(Sunulan Metin)
....

Hava yollarına şikâyet formu mu doldursak, sosyal medyadan hava yolu şirketini etiketleyerek yorum mu yazsak yoksa telefonla müşteri hizmetlerine mi ulaşsak diye konuşurken içimde kandırılmışlık hissi yanında bir de kocaman bir hayal kırıklığı beliriyor. Yalnızca hava yolu şirketi kuralları gerektiği kadar şeffaf şekilde sunmadığından ya da ülkelerin farklı kovid-19 politikalarından değil, yolcuların kendi düşünceleri ile değil sadece kurallar çerçevesinde hareket etmeyi seçmelerinden kaynaklanan bir hayal kırıklığı.
Hep birlikte bir kutuda on saat kadar yolculuk edeceksek ölümcül olabilecek bir virüs taşımadığımızdan emin olmak birbirimize karşı bir sorumluluk değil mi?
Bir çoğumuzun etrafında en az bir kişi ağır şekilde hastalandı ya da vefat etti. Virüse karşı bilimsel ya da politik tutumumuz ne olursa olsun birbirimizi kollamak insani olan davranış biçimi diye düşünüyorum. Yani mesele hangi politikacının ya da hangi bilim insanının söylediğine inandığımız değil, birbirimize sadece insan olduğumuz için ne kadar saygı duyduğumuz ve değer verdiğimiz.
Kovid-19’un sadece sıradan bir soğuk algınlığı olduğunu düşünebilirsiniz. Ancak bazı insanlar sıradan bir soğuk algınlığına karşı bile hassas durumda olabiliyorlar. “O zaman onlar da yolculuk etmesinler!” diye celallenenlere bunun çözüm odaklı bir yaklaşım olmadığını hatırlatmak isterim. Kaldı ki “yolculuk etmesinler!” demek, engelli rampası olmadığı için otobüse binmekte zorlanan engelli insanlara “O zaman sokağa çıkmasın!” ya da iş yerinde haksızlık ya da tacize uğradığını anlatan kadına “O zaman evinde otursun!” demekle aynı şey.yani; problemi ortadan kaldırmak için probleme maruz kalana “yok ol!” demek.

....

(Alıştırma Yönergesi)
Yukarıdaki, hava yolculuğunda yolcuların birbirine karşı sorumluluğunu ele alan yazıyı son cümlesinin ardından devam ettirerek yazınız.

(Derlenen Malzeme)

....

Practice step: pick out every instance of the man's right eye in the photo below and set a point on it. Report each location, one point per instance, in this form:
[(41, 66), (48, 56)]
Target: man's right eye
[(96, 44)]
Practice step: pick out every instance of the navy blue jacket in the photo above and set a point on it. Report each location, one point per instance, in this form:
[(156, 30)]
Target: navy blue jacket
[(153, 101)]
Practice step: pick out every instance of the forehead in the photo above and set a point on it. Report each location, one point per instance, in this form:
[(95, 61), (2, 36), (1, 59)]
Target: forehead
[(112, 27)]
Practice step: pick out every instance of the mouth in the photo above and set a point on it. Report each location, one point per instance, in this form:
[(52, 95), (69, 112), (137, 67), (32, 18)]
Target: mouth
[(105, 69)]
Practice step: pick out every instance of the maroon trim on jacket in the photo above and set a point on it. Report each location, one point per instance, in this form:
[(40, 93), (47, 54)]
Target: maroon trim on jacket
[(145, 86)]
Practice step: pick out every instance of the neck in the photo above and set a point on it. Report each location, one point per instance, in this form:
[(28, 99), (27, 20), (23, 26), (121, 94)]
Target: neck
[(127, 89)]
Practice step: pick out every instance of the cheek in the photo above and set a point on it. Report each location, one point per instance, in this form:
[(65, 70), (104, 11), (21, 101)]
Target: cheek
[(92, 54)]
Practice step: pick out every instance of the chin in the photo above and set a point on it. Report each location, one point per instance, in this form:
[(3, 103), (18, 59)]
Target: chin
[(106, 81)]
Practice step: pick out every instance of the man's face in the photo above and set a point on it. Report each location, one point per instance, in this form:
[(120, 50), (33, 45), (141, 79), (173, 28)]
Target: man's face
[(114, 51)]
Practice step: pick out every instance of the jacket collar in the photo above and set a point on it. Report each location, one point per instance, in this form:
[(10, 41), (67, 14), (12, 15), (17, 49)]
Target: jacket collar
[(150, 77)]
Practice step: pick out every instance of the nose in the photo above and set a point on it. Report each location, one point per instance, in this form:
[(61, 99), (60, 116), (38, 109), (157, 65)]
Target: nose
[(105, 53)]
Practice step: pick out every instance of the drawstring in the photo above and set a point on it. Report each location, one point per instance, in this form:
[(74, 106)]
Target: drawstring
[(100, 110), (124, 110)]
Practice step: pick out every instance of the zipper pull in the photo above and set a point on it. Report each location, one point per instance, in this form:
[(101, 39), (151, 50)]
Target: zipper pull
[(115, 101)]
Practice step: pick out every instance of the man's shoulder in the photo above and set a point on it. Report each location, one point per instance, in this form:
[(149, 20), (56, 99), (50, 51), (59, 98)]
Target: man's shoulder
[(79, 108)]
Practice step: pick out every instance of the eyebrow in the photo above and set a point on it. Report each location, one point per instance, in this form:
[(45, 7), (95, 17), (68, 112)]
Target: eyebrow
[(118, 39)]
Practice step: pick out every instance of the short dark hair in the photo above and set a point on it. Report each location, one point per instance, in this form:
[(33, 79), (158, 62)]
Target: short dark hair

....

(Alıştırmanın Cevabı)
Tavrımızı değiştirmekle ya da haksızlığa uğrayanın yanında durmakla gururumuzu ayaklar altına almış ya da kendimizden taviz vermiş olmayız. Çözümün parçası olmak bir zayıflık değil. Zaten gururumuz sırf başka insanlara saygıdan yüzümüze takacağımız bir maske ya da olacağımız bir Kovid-19 testine bağlıysa demek ki o gurur zaten çoktan kırılmış ve biz yanlış sebeplere bağırarak aslında daha da büyütüyoruz gururumuzun aldığı o hasarı.
Asıl derdimizin ne olduğunu anlatma vaktidir belki de. Nedir herkesi bu derece hoyratlaştıran ve birbirinin hayatına karşı duyarsızlaştıran? Madem laf sürekli donup dolaşıp kovid maskesi ardında saklanan başka yaralara geliyor, o zaman konuşalım.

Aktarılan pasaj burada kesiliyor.